• [WORK REQUIRED]: Write out, word for word, only the lines from the one containing "material, it would be much appreciated." through the final line of the data.

• [INFORMATION GIVEN]:
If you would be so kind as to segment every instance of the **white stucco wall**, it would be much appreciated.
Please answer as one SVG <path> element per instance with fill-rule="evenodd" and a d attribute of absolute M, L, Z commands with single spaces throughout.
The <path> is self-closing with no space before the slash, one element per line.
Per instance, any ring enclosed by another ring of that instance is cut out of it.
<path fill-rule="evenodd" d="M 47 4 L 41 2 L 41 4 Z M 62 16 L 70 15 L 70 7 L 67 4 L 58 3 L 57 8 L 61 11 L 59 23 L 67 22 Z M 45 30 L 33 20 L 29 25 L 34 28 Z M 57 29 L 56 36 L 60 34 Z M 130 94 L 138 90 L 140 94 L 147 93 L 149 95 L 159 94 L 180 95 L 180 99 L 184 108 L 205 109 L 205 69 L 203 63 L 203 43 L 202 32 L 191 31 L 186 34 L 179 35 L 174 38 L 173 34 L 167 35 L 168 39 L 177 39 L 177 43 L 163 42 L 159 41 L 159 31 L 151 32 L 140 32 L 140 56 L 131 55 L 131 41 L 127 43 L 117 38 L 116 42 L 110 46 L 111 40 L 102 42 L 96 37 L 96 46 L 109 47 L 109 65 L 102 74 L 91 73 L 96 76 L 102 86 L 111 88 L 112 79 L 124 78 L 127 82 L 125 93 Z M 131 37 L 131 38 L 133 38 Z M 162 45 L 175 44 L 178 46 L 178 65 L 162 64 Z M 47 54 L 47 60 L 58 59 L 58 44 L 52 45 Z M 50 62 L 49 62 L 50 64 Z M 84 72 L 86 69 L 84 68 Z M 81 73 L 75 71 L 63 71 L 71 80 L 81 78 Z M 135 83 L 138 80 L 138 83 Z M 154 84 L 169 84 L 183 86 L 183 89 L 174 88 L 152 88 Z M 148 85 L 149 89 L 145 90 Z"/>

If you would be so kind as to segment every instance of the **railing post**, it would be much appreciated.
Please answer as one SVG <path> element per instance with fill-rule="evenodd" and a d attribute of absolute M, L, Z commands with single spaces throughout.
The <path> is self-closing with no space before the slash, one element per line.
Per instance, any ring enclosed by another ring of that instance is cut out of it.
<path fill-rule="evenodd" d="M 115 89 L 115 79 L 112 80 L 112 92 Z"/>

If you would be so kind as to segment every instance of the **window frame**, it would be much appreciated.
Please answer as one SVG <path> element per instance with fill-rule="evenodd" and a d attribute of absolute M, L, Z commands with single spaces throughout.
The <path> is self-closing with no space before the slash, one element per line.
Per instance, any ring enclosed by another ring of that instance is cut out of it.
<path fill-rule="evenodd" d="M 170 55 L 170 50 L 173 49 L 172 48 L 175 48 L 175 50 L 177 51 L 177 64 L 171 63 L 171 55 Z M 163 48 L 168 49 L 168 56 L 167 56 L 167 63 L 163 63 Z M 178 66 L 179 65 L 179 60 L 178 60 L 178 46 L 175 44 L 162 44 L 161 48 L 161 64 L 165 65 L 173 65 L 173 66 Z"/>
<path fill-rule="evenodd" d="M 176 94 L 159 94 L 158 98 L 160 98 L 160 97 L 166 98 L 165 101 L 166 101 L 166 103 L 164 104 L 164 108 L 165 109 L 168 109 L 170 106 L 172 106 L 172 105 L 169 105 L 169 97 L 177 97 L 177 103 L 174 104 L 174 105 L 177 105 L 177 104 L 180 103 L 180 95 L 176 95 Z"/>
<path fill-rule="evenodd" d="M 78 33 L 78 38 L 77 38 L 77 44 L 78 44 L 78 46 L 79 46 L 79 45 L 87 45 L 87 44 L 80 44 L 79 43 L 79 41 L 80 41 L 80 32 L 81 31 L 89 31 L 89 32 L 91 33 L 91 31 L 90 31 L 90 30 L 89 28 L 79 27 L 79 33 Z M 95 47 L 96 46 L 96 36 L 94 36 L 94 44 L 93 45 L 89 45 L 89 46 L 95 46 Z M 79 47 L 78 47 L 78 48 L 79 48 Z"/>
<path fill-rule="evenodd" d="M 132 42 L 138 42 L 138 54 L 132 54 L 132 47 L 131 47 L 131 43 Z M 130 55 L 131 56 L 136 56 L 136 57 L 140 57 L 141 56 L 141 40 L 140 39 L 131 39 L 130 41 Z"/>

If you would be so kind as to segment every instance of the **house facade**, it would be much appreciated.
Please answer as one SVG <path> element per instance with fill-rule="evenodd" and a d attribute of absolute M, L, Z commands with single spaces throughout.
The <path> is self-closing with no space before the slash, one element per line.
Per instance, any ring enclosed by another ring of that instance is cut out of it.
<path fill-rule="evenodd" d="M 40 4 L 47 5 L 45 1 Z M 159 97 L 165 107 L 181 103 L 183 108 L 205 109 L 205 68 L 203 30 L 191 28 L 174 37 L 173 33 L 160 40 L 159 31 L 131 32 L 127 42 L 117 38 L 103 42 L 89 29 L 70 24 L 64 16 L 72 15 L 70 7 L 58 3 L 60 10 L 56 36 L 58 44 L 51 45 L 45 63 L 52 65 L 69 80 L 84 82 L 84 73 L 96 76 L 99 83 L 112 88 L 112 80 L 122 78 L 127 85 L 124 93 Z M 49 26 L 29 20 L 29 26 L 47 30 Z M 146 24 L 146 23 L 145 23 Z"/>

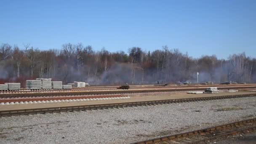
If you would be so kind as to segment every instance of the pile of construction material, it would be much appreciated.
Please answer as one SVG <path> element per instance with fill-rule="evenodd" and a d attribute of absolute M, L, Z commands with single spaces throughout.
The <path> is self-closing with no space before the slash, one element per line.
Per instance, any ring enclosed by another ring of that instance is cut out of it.
<path fill-rule="evenodd" d="M 70 85 L 72 86 L 72 87 L 74 87 L 74 83 L 69 83 L 67 85 Z"/>
<path fill-rule="evenodd" d="M 26 81 L 27 88 L 31 90 L 42 89 L 42 81 L 41 80 L 27 80 Z"/>
<path fill-rule="evenodd" d="M 53 81 L 51 84 L 53 89 L 62 89 L 62 82 L 61 81 Z"/>
<path fill-rule="evenodd" d="M 0 91 L 7 91 L 7 90 L 8 90 L 8 85 L 0 84 Z"/>
<path fill-rule="evenodd" d="M 216 87 L 211 87 L 207 88 L 204 93 L 219 93 L 219 90 Z"/>
<path fill-rule="evenodd" d="M 21 90 L 20 83 L 5 83 L 5 84 L 8 85 L 8 90 L 11 91 Z"/>
<path fill-rule="evenodd" d="M 72 89 L 72 85 L 63 85 L 63 89 Z"/>
<path fill-rule="evenodd" d="M 183 85 L 191 85 L 192 84 L 191 82 L 185 82 L 183 83 Z"/>
<path fill-rule="evenodd" d="M 224 83 L 221 83 L 221 85 L 231 85 L 232 84 L 232 82 L 231 81 L 226 81 Z"/>
<path fill-rule="evenodd" d="M 85 87 L 85 83 L 81 82 L 74 82 L 74 87 L 75 88 Z"/>
<path fill-rule="evenodd" d="M 206 82 L 205 83 L 203 83 L 203 84 L 205 85 L 212 85 L 213 84 L 213 82 Z"/>
<path fill-rule="evenodd" d="M 37 78 L 42 81 L 42 89 L 51 89 L 51 78 Z"/>

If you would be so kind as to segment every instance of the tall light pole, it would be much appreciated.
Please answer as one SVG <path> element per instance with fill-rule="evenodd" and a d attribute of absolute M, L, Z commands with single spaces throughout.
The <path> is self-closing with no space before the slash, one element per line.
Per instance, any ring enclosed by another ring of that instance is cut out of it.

• [RESULT BELOW]:
If you would be so kind as to segment every instance of the pile of construction material, it would be much appreciated.
Please answer as one SVG <path> element per instance with fill-rule="evenodd" and a d attribute of absolute M, L, Z commands with single spaces throughout.
The <path> is self-closing with no space before the slash, one element per line.
Per instance, any ring enclosed by another ring of that instance is cut out of it.
<path fill-rule="evenodd" d="M 70 85 L 72 86 L 72 87 L 74 87 L 74 83 L 69 83 L 67 85 Z"/>
<path fill-rule="evenodd" d="M 26 81 L 27 88 L 31 90 L 42 89 L 42 81 L 41 80 L 27 80 Z"/>
<path fill-rule="evenodd" d="M 53 81 L 51 84 L 53 89 L 62 89 L 62 82 L 61 81 Z"/>
<path fill-rule="evenodd" d="M 0 91 L 7 91 L 7 90 L 8 90 L 8 85 L 0 84 Z"/>
<path fill-rule="evenodd" d="M 216 87 L 211 87 L 207 88 L 204 93 L 219 93 L 219 90 Z"/>
<path fill-rule="evenodd" d="M 21 90 L 20 83 L 5 83 L 5 84 L 8 85 L 8 90 L 11 91 Z"/>
<path fill-rule="evenodd" d="M 72 89 L 72 85 L 63 85 L 63 89 Z"/>
<path fill-rule="evenodd" d="M 183 85 L 191 85 L 192 84 L 191 82 L 185 82 L 183 83 Z"/>
<path fill-rule="evenodd" d="M 224 83 L 221 83 L 221 85 L 231 85 L 232 84 L 232 82 L 231 81 L 226 81 Z"/>
<path fill-rule="evenodd" d="M 85 87 L 85 83 L 81 82 L 74 82 L 74 87 L 75 88 Z"/>
<path fill-rule="evenodd" d="M 206 82 L 205 83 L 203 83 L 203 84 L 205 85 L 212 85 L 213 84 L 213 82 Z"/>
<path fill-rule="evenodd" d="M 37 78 L 42 81 L 42 89 L 51 89 L 51 78 Z"/>

If you would be so kind as to segment every instance of the tall light pole, it would be much appreciated.
Please answer as one SVG <path> element per instance with fill-rule="evenodd" and a d attribute of absolute M, L, Z commands with single spaces throughout.
The <path> is self-closing with no space before the slash, one element per line.
Per instance, any ring enclosed by another ring of that instance is cut out of it.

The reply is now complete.